--- START ---
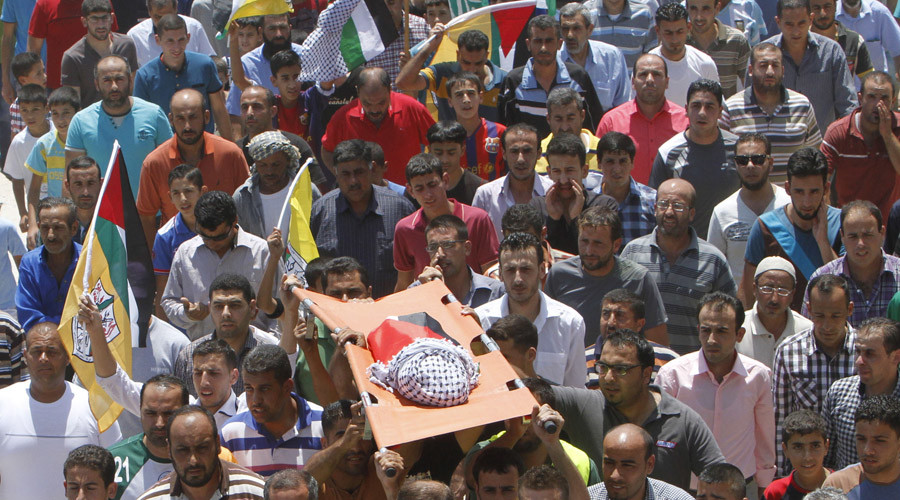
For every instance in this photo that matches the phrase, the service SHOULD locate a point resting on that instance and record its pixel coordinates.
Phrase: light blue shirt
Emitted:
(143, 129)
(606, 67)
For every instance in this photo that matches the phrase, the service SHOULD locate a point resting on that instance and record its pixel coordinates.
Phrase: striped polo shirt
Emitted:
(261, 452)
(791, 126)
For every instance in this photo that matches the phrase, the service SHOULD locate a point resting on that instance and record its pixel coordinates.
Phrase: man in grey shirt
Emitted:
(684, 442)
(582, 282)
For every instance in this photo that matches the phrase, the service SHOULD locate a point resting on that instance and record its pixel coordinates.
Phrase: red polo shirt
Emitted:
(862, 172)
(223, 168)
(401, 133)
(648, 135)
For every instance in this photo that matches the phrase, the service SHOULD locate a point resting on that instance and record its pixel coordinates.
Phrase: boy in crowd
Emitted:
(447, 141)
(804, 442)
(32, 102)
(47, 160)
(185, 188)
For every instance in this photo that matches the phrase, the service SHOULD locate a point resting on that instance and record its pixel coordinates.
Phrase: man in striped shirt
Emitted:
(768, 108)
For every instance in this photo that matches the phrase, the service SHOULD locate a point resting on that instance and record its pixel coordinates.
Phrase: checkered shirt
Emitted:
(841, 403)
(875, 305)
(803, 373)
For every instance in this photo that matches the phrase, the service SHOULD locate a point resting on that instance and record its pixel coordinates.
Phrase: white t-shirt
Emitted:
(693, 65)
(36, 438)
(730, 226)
--- END ---
--- START ---
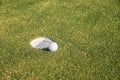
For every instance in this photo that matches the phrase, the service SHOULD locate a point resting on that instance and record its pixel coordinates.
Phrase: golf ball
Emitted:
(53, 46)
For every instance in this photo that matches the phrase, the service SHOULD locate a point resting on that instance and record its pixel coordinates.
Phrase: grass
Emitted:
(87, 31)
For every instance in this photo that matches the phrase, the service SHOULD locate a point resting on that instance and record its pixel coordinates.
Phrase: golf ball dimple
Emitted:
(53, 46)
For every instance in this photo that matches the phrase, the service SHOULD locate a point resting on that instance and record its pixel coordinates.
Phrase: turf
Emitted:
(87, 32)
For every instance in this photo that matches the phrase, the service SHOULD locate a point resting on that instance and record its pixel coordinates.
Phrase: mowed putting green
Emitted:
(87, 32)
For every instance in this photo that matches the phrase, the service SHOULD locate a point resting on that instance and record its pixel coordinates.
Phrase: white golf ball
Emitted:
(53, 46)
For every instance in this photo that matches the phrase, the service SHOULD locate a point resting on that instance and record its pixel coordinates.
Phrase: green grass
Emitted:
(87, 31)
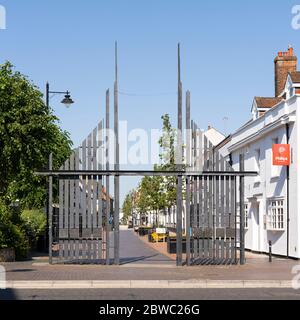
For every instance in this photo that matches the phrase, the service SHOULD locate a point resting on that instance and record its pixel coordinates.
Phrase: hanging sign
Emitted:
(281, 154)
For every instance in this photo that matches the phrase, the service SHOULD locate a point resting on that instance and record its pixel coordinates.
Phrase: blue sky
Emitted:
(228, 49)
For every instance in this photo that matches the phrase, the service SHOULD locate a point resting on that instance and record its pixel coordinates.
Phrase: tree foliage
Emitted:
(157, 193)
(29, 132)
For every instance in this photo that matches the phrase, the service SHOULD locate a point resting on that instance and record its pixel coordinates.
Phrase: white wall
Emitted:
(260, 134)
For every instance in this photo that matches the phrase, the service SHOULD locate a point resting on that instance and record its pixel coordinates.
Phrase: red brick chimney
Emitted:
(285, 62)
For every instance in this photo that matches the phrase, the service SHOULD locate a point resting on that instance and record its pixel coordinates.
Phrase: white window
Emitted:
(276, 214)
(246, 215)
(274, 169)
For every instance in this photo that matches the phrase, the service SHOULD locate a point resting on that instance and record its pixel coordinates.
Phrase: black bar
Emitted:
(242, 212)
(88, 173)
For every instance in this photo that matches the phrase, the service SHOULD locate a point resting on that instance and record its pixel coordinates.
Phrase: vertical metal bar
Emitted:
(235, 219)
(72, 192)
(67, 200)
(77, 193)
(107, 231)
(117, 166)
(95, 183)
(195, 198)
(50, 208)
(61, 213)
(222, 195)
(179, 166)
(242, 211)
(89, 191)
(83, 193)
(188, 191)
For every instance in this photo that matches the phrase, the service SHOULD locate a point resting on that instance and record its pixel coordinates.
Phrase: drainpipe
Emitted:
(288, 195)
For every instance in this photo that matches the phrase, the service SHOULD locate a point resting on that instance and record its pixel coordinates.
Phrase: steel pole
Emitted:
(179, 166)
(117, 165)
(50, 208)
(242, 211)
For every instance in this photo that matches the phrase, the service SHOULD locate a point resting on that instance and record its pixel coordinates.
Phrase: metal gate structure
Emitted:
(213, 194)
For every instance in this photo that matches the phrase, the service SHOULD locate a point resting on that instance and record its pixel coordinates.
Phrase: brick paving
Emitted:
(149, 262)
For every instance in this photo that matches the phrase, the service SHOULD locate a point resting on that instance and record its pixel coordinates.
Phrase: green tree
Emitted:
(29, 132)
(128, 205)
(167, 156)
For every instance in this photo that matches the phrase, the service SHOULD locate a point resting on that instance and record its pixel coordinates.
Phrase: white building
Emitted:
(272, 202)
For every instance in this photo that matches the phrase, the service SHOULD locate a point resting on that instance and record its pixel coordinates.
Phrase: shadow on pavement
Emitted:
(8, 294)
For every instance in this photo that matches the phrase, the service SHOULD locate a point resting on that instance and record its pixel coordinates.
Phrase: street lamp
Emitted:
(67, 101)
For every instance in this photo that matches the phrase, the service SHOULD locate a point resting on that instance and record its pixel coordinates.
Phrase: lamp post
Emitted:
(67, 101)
--- END ---
--- START ---
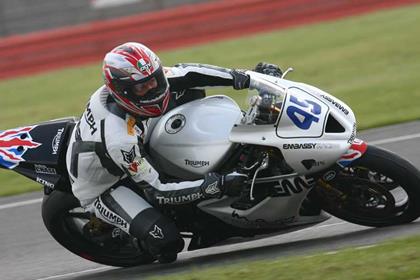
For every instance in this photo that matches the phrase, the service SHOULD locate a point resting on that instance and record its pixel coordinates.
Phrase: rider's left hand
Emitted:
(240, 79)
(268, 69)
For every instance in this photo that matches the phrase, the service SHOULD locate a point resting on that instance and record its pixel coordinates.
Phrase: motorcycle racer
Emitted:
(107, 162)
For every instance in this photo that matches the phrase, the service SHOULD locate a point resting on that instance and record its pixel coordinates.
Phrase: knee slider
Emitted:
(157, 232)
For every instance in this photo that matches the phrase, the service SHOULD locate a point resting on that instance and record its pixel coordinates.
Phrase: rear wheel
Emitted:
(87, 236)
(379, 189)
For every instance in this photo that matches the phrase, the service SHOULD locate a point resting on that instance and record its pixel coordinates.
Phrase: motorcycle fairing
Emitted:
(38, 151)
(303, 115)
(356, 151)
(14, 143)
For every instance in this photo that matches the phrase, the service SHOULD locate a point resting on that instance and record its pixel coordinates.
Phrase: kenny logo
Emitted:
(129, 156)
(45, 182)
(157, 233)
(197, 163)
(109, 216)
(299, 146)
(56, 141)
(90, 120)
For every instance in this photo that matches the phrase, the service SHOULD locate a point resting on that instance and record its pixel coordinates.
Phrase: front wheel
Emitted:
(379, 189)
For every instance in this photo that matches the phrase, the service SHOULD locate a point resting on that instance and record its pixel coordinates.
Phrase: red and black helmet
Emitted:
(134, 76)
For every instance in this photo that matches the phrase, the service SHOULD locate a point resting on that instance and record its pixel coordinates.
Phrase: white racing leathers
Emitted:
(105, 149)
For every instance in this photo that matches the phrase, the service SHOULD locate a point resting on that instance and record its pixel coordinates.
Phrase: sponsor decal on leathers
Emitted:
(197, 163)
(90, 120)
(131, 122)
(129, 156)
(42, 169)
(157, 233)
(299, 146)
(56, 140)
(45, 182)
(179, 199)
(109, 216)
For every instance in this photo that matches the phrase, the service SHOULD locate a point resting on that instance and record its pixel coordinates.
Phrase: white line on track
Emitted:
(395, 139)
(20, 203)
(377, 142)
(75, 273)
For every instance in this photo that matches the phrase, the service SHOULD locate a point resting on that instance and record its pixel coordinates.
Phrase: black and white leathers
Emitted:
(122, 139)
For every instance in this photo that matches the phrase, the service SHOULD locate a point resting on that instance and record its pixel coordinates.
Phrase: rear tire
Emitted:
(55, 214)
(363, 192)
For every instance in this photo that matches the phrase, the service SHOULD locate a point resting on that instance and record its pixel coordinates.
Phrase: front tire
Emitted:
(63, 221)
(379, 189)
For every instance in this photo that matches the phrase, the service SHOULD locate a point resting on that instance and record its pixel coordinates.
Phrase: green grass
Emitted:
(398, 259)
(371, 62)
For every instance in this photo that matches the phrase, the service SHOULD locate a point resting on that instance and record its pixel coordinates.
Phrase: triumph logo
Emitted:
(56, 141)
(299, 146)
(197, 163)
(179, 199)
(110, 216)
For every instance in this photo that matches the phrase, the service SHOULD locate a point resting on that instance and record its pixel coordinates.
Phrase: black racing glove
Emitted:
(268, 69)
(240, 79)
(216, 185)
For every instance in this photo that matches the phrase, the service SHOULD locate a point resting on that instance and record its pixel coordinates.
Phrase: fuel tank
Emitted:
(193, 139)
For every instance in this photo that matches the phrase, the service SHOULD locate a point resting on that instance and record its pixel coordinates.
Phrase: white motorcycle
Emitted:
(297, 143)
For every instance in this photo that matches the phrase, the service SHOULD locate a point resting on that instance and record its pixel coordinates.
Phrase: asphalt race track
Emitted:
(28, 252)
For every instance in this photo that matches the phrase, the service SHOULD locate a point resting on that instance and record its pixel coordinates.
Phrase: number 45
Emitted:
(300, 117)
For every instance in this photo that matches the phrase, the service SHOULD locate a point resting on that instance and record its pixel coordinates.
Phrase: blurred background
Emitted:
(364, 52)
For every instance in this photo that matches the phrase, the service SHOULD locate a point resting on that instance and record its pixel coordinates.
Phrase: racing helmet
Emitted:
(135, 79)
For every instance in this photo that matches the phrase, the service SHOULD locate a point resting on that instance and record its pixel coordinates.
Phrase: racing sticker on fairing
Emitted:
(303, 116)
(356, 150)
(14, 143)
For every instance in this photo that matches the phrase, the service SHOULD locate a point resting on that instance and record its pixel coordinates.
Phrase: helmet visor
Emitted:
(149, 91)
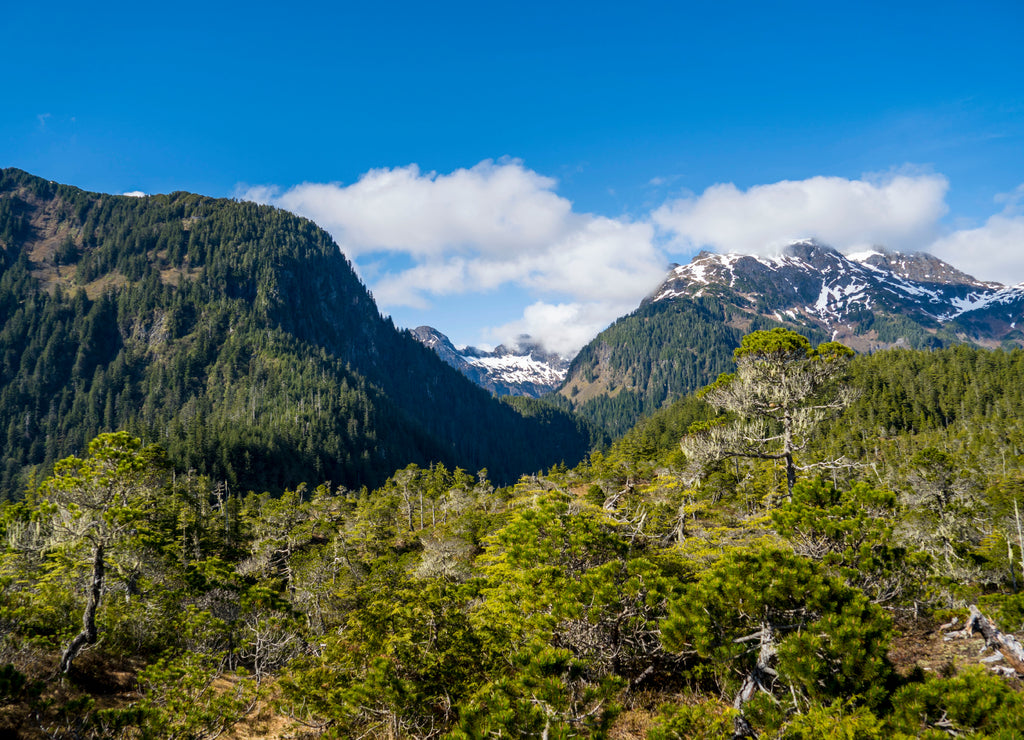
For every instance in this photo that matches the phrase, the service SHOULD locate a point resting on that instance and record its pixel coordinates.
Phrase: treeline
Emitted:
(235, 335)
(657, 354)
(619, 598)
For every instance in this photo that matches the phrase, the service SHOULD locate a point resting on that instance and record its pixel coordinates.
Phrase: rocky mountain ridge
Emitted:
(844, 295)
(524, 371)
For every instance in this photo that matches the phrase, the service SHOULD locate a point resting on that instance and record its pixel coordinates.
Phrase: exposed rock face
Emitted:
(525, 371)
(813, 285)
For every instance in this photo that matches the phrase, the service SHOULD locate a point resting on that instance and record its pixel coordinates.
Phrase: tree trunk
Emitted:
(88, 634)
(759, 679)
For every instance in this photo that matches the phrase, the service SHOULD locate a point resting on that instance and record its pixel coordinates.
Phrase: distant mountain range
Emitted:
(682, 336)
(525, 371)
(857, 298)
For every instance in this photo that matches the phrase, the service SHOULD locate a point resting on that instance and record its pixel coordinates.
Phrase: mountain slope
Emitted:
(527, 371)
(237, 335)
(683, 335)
--- END ---
■ Work required
Tell how many lines in the records above carry the word "front". Only the number should appear in the reply.

■ Solution
2